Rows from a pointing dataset

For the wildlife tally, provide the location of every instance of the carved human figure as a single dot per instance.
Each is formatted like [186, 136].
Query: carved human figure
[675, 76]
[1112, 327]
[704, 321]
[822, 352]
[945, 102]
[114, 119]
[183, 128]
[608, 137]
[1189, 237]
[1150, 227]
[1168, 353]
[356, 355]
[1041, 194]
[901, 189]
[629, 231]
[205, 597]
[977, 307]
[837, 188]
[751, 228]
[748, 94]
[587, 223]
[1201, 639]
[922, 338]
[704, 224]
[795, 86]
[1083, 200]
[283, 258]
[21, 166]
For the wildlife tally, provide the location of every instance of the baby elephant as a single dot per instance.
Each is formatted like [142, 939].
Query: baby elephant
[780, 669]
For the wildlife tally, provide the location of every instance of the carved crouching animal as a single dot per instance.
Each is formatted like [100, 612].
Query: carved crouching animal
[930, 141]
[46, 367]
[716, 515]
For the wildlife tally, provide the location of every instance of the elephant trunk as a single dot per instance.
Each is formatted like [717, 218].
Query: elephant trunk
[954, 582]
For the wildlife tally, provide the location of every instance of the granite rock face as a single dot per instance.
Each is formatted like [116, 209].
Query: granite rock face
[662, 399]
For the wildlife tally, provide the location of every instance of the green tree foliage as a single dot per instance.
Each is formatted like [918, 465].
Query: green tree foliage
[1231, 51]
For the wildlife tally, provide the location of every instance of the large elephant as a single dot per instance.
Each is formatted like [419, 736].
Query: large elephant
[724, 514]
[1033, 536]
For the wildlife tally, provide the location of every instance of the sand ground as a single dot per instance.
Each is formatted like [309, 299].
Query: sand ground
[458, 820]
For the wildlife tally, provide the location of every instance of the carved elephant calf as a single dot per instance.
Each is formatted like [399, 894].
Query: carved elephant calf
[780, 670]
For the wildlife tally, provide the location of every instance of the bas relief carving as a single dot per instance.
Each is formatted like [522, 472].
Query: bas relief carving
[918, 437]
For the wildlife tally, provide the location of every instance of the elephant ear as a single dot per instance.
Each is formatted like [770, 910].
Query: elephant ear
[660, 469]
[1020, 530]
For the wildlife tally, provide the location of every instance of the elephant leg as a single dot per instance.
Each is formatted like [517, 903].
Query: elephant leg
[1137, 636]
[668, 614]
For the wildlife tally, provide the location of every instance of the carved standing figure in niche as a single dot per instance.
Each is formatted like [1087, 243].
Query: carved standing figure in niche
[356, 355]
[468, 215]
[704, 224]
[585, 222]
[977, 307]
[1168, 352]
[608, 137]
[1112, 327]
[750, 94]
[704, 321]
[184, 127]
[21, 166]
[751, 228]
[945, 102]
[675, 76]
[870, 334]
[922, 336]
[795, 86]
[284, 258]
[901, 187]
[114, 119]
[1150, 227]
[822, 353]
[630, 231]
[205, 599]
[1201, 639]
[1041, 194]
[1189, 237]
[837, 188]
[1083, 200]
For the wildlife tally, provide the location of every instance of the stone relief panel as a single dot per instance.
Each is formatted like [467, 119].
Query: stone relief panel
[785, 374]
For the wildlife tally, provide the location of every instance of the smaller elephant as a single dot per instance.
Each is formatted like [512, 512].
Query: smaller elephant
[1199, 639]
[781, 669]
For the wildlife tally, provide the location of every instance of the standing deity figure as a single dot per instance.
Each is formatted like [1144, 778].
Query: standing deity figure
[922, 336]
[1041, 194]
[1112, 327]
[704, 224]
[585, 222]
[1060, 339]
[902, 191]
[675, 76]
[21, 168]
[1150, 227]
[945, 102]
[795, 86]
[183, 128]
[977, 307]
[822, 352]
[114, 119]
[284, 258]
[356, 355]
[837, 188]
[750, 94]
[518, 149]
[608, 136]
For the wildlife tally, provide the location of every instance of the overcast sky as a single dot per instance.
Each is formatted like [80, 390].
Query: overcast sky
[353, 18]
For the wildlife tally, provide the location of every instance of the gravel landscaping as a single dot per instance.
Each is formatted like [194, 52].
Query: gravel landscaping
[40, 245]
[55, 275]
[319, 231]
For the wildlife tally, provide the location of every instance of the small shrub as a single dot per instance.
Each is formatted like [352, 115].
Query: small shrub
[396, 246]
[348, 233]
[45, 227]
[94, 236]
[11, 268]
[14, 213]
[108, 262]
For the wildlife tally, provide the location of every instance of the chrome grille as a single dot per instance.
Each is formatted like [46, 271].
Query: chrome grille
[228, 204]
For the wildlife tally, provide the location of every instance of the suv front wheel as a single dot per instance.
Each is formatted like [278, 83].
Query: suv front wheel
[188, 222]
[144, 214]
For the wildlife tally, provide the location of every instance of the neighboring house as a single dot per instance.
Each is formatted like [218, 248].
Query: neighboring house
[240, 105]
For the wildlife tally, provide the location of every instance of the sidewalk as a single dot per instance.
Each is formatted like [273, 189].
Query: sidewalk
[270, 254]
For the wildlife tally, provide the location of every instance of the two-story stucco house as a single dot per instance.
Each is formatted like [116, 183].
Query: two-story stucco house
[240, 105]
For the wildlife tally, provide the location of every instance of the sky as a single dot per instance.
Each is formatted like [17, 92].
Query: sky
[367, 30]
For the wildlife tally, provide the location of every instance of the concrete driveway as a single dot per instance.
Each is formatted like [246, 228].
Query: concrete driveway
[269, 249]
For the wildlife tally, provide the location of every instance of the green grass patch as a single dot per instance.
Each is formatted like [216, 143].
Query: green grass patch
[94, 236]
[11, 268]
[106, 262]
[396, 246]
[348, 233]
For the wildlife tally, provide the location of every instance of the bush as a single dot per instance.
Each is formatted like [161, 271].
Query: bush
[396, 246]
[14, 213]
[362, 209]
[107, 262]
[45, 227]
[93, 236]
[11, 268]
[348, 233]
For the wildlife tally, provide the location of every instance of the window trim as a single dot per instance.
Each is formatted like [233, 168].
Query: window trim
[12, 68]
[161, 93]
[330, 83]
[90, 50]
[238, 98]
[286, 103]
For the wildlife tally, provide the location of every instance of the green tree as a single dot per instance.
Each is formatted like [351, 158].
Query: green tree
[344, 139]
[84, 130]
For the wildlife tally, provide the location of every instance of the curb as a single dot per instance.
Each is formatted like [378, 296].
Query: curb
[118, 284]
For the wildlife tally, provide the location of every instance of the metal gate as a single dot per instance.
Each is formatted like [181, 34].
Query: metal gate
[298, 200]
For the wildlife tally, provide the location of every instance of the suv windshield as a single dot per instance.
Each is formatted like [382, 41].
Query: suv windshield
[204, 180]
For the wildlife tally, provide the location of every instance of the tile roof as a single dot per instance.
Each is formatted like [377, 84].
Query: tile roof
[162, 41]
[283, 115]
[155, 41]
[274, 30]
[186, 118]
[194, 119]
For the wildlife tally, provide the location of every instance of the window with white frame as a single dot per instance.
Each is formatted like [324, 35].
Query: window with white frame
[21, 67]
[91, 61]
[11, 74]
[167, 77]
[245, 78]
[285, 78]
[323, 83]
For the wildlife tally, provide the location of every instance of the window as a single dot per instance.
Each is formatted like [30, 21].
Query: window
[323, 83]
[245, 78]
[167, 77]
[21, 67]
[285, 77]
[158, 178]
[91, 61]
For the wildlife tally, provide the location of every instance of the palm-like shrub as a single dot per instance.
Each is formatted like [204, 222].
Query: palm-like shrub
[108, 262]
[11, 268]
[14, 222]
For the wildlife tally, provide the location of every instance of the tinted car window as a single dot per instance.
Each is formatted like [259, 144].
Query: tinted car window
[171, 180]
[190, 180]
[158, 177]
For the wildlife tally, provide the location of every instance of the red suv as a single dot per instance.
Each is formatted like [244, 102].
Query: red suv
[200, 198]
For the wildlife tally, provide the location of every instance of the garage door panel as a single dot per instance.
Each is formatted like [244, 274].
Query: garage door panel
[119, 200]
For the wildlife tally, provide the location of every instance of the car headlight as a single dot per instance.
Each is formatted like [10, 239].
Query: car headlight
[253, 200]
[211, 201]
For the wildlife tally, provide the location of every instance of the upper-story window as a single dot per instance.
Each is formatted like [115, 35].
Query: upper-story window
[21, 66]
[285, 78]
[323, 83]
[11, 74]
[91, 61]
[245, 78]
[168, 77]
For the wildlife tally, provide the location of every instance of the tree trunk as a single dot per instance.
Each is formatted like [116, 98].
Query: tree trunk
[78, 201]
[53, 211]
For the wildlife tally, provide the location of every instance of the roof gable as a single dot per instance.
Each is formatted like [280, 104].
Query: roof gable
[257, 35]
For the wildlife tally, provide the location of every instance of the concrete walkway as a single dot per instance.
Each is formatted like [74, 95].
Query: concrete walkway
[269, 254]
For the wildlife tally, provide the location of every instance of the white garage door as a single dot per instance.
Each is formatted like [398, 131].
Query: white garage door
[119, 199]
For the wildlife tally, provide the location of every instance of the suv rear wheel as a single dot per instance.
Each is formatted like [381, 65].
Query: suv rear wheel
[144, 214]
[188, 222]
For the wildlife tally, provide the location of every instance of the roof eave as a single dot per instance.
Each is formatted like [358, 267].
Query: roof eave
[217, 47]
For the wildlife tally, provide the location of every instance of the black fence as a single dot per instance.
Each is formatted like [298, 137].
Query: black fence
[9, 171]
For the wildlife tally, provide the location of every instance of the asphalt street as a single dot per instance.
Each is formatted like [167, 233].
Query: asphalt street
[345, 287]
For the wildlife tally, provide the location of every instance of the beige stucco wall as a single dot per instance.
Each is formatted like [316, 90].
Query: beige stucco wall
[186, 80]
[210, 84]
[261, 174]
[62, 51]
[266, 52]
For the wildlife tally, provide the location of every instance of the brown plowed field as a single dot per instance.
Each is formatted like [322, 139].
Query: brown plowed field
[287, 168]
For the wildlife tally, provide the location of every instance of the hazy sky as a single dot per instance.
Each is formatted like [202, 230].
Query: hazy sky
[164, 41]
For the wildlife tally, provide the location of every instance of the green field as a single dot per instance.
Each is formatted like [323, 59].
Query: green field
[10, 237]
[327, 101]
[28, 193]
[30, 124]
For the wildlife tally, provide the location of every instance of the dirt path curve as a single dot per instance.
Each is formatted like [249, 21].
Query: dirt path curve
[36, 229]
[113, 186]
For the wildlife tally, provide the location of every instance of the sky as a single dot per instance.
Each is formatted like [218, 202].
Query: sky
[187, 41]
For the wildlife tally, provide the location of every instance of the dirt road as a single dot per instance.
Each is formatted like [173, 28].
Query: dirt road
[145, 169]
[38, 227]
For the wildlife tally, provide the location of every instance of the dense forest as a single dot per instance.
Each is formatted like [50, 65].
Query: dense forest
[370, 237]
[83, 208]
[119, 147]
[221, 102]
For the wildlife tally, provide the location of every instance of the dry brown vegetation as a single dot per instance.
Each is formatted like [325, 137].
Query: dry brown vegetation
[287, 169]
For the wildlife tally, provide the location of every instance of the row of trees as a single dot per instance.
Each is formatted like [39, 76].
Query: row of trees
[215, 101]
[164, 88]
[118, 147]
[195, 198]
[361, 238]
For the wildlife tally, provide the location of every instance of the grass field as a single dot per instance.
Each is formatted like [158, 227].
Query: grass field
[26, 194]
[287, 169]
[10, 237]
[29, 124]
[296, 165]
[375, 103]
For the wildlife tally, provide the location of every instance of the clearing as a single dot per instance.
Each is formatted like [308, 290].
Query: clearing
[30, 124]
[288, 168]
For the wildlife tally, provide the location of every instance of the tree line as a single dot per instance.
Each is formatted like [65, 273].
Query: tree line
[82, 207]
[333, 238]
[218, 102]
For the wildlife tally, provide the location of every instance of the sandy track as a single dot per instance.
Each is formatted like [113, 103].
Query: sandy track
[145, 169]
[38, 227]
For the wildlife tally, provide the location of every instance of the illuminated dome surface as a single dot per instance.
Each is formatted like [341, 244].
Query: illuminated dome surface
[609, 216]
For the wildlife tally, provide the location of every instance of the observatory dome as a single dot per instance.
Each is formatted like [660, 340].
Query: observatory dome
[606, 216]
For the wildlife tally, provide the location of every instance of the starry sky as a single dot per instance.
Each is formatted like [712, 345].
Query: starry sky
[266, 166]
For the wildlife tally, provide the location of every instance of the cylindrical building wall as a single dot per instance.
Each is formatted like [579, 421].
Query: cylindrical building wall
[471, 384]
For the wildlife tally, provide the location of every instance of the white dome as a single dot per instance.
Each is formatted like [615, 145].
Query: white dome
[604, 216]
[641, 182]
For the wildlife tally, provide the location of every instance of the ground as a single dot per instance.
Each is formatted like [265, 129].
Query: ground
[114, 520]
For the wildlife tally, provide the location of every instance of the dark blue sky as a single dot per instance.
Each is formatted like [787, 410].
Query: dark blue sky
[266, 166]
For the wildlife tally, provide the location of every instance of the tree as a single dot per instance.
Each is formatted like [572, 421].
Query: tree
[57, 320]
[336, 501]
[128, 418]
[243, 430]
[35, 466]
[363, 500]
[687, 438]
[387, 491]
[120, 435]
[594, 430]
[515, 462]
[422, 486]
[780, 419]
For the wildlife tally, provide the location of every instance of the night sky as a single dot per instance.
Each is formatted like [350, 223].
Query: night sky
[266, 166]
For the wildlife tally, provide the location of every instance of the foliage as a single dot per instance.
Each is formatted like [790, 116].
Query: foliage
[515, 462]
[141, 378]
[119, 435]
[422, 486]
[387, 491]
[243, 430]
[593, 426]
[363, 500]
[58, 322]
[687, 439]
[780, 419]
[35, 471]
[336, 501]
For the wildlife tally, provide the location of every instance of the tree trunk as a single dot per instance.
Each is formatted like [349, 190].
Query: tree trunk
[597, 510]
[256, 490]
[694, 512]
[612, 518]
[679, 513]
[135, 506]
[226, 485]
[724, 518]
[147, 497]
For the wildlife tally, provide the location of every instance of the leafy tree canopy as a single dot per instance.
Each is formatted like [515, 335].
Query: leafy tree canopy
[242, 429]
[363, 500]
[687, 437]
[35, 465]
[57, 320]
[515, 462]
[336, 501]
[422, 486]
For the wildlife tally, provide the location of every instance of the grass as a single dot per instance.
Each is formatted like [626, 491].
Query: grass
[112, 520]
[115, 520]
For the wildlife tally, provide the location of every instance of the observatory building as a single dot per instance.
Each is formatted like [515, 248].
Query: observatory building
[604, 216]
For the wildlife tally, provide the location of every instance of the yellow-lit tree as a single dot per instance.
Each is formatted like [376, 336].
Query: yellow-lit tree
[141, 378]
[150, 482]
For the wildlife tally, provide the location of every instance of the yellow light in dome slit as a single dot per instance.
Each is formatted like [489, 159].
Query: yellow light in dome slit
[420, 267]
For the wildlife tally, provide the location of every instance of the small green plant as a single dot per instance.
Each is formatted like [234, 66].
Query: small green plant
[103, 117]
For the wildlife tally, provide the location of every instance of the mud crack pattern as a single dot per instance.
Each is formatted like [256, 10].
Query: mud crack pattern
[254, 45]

**THE PROBLEM**: Starting at the line that contains "yellow-lit tree as a single dot per instance.", retype each line through the end of the listing above and nothing else.

**ANSWER FOR THIS EXERCISE**:
For the wildlife tally, provide the location of every instance of the yellow-lit tree as a single dot per instance.
Each is formatted like [376, 336].
Query: yellow-lit tree
[141, 378]
[150, 482]
For the wildlife tally, provide the location of every instance of the yellow light in dome slit as a single dot per instance.
Each is formatted like [489, 159].
Query: yellow light in dome slit
[420, 267]
For the wildlife tally, provide the location of every instance of the small green plant as a single dot per instance.
Each is formatted like [234, 66].
Query: small green plant
[103, 117]
For the wildlife tally, provide the location of every instance of the mud crack pattern as a single dot per instance.
Each is formatted like [256, 10].
Query: mud crack pattern
[254, 45]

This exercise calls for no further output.